# Records supplied
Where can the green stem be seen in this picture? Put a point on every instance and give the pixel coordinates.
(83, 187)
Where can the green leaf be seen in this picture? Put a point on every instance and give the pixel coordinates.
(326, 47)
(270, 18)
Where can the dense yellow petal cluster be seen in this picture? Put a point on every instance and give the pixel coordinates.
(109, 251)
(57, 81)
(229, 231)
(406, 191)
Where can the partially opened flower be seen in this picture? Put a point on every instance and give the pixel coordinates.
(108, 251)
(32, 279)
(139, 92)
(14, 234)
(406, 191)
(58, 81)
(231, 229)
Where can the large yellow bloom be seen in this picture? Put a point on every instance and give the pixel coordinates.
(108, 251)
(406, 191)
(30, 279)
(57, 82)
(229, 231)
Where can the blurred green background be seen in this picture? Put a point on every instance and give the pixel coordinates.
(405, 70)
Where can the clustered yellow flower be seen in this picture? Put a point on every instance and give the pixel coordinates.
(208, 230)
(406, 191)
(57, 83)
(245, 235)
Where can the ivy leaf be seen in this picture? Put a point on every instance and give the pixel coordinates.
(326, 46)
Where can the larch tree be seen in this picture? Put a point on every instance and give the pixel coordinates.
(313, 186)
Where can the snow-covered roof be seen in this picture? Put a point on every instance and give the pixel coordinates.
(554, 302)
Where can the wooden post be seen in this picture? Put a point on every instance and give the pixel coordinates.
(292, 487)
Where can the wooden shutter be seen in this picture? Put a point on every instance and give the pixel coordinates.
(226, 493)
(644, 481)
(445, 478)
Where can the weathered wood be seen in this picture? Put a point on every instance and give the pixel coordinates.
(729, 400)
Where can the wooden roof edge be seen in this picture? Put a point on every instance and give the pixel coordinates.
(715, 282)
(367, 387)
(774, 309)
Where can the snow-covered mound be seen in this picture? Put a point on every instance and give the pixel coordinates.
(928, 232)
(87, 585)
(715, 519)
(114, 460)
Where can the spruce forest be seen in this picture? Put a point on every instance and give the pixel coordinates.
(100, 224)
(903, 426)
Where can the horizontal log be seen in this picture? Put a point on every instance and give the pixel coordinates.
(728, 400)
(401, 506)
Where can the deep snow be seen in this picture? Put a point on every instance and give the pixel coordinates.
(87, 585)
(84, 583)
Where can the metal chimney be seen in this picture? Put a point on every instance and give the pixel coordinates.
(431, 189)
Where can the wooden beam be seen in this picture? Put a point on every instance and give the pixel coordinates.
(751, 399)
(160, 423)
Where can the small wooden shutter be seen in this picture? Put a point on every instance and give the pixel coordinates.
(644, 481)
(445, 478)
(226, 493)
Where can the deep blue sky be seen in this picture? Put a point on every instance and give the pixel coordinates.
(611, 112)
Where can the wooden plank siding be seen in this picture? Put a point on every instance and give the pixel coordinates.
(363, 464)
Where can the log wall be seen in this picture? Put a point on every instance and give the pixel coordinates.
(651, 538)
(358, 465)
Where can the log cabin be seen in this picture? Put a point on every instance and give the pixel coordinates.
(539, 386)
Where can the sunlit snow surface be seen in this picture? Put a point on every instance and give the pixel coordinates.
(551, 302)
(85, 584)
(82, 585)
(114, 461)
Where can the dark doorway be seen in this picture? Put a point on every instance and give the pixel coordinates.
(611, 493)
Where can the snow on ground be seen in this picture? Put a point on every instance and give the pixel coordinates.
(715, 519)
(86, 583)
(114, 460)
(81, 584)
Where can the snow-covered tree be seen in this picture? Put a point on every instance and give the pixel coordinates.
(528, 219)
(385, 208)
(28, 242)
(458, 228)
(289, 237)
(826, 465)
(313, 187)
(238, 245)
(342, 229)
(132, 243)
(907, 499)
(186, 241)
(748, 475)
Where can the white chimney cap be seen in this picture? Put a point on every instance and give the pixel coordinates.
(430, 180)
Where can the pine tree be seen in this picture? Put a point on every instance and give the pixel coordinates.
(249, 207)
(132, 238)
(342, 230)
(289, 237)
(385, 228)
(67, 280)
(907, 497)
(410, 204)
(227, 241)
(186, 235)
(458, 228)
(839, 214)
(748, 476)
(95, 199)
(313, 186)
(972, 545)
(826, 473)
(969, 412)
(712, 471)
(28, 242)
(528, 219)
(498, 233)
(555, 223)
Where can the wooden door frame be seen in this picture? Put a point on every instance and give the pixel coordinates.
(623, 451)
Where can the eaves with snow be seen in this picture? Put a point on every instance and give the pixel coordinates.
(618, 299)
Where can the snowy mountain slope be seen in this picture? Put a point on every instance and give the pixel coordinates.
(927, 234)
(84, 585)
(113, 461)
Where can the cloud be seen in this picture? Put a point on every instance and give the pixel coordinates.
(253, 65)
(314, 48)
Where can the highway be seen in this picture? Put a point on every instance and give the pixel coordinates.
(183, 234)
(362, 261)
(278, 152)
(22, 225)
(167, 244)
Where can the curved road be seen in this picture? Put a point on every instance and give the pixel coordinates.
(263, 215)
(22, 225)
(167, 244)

# Work to complete
The answer must restate each entry word for word.

# Answer to the problem
Where can the green stem be seen in this picture? Put a point on every instance and give the pixel coordinates.
(83, 187)
Where can the green leaf be seen in this picture? Put a point on every instance and give the pixel coordinates.
(326, 47)
(270, 18)
Where can the dense yellow petal cluster be seen in this picture? Put a point on every instance and give the pixel coordinates.
(109, 251)
(57, 81)
(229, 231)
(406, 191)
Where can the partially opened flower be seen in this picture? Put a point on every instance and give the pixel coordinates.
(108, 251)
(32, 279)
(139, 92)
(14, 234)
(406, 191)
(58, 81)
(231, 229)
Where can the large yellow bloom be seen in this picture? Put a point on every instance and give the pixel coordinates.
(108, 251)
(406, 191)
(30, 279)
(57, 82)
(229, 231)
Where can the blurred green background be seen in this picture? Put a point on every instance and give the pixel coordinates.
(405, 70)
Where can the clustered yellow flower be seen in this picture? Put a point on every instance and give the pixel coordinates.
(208, 230)
(406, 191)
(57, 83)
(245, 235)
Where can the ivy leaf be seen in this picture? Put a point on every instance and give the pixel coordinates.
(326, 46)
Where can the larch tree be seen in this picture? Put a point on every instance and give the pixel coordinates.
(313, 186)
Where can the snow-covered roof be seen in this picture? Put a point on every instance and give the pixel coordinates.
(554, 302)
Where can the wooden post be seen in this picture? Put a point on every instance and give the pixel coordinates.
(292, 487)
Where can the wooden shutter be seen in this picture? Put a point on every instance and give the pixel coordinates.
(226, 493)
(644, 481)
(445, 478)
Where can the weathered wood be seen in this picture? Put a point on every instance and give the pixel coordinates.
(729, 400)
Where can the wooden roof edge be seen in this picture? Put a point on every instance and give the pixel coordinates.
(715, 282)
(367, 387)
(774, 309)
Where can the snow-covered mound be seen in this picture? Put a point on every instance and give the pixel coordinates.
(928, 232)
(87, 585)
(715, 519)
(114, 460)
Where can the spruce forest be seen in this picture? Put a point on every instance and give the pixel coordinates.
(100, 224)
(903, 426)
Where can the horizontal log be seen in this picture? Put a point on every instance and give the pixel coordinates.
(728, 400)
(401, 506)
Where can the deep snow be seen in this picture? Put a point on every instance and give the pixel coordinates.
(87, 585)
(84, 583)
Where can the metal chimney be seen in this picture? Put a point on every instance and give the pixel coordinates.
(431, 189)
Where can the wooden beam be seen in this picture? Put a point on every instance and give the pixel coordinates.
(751, 399)
(160, 423)
Where can the small wooden shutter be seen in this picture? Put a point on every instance and give the pixel coordinates.
(644, 481)
(445, 478)
(226, 493)
Where can the deep blue sky be seen in this picture? Put a point on every instance and give the pixel coordinates.
(611, 112)
Where can the wooden plank siding be seen in this picture? Put a point on every instance and give the pixel coordinates.
(363, 464)
Where can the log wall be seen in this picture? Put a point on every instance and give the pixel coordinates.
(651, 538)
(358, 465)
Where can the log cabin be seen in this picture? Put a point on every instance and give the pixel coordinates.
(539, 386)
Where can the sunlit snow surface be seen in this picture? Put a point on every instance and give the pixel coordinates.
(551, 302)
(85, 584)
(82, 585)
(114, 461)
Where can the dark doorway be seen in this picture? Put a point on every instance and give the pixel coordinates.
(611, 493)
Where can the snow on ground be seen in this picture? Put a point on every instance and give the pixel coordinates.
(715, 519)
(86, 583)
(114, 460)
(81, 584)
Where can the snow-covered tree be seen in this picture? Put a point on every instance and give the pixel coordinates.
(528, 219)
(385, 208)
(28, 242)
(458, 228)
(289, 237)
(826, 465)
(313, 187)
(238, 245)
(342, 229)
(132, 243)
(907, 499)
(186, 241)
(748, 475)
Where can the white chimney cap be seen in this picture? Put a point on every instance and give the pixel coordinates.
(430, 180)
Where can the pine tree be seen in this picture? Put a point on every instance and give the pixel coordinates.
(249, 207)
(132, 238)
(342, 230)
(289, 237)
(385, 228)
(67, 280)
(907, 497)
(410, 204)
(227, 241)
(186, 235)
(458, 228)
(839, 214)
(748, 476)
(95, 199)
(313, 186)
(972, 545)
(826, 473)
(969, 412)
(712, 471)
(28, 242)
(528, 219)
(498, 233)
(555, 223)
Where can the wooden door frame be seen in this picture? Put a point on every instance and give the pixel coordinates.
(623, 451)
Where can the eaves with snow be seen in this picture? Put a point on every instance and give the pixel coordinates.
(618, 299)
Where can the snowy mountain slope be seen in this picture? Put a point on every instance and give the pixel coordinates.
(927, 234)
(84, 585)
(113, 461)
Where can the cloud be seen in this picture? Put a point on every instance and give the pixel coordinates.
(253, 65)
(314, 48)
Where can the highway be seen in this picture? Put a point on every instance and give the pixel coordinates.
(183, 234)
(362, 261)
(278, 152)
(22, 225)
(167, 244)
Where can the curved road be seen in this picture? Put a point on every instance and give the pixel coordinates.
(263, 215)
(22, 225)
(167, 244)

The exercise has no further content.